* Testo da leggere *
......

Il contratto nullo non può essere convalidato se la legge non dispone diversamente e non può produrre, quindi, i suoi effetti tipici (art. 1423 c.c.).
Le norme che prevedono una apparente sanatoria dell’anomalia o del vizio esprimono, a ben vedere, una logica diversa.
La conferma e l’esecuzione volontaria producono l’unico effetto della perdita (per chi confermi o esegua) della possibilità di far valere la nullità, e le conseguenze che si producono non dipendono né da quegli atti che restano invalidi, né dalla conferma o dall’esecuzione, ma direttamente dalla legge.
Il contratto nullo può, invece, essere oggetto di conversione.
Anche in tal caso non produce i suoi effetti, ma quelli di un contratto diverso, se ricorrono le condizioni indicate nell’art. 1424 c.c.

......

* Dati forniti *
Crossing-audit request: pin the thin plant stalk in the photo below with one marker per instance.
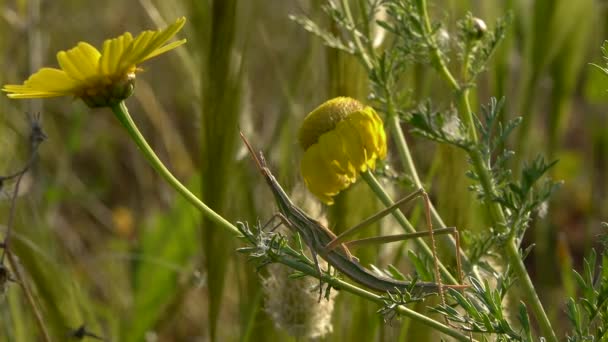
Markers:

......

* Consegne *
(a) Nel testo sul contratto nullo, quale articolo del codice civile indica le condizioni perché il contratto nullo produca gli effetti di un contratto diverso?
(b) Riprendi il testo sul contratto nullo e scrivi il seguito dopo la sua ultima frase.

* Soluzioni *
(a) L'art. 1424 c.c.

(b)
La legge prevede che il negozio nullo possa produrre gli effetti di un negozio diverso, qualora la fattispecie contenga i requisiti di sostanza e di forma di quel negozio e quando, avuto riguardo allo scopo perseguito dalle parti, in base ad un giudizio obiettivo ed equilibrato, si possa ritenere che esse avrebbero voluto il negozio diverso se avessero conosciuto la nullità dell’atto che in realtà hanno concluso (l’atto pubblico ricevuto da un pubblico ufficiale non competente è nullo, ma se è sottoscritto dalle parti varrà come scrittura privata).
Del tutto diversa è invece l’ipotesi di rinnovazione del contratto, che si ha allorché le parti decidono di concludere un nuovo contratto che sostituirà quello affetto da nullità.
Non si ha qui né eliminazione del vizio né conversione, ma solo conclusione di un diverso e nuovo contratto.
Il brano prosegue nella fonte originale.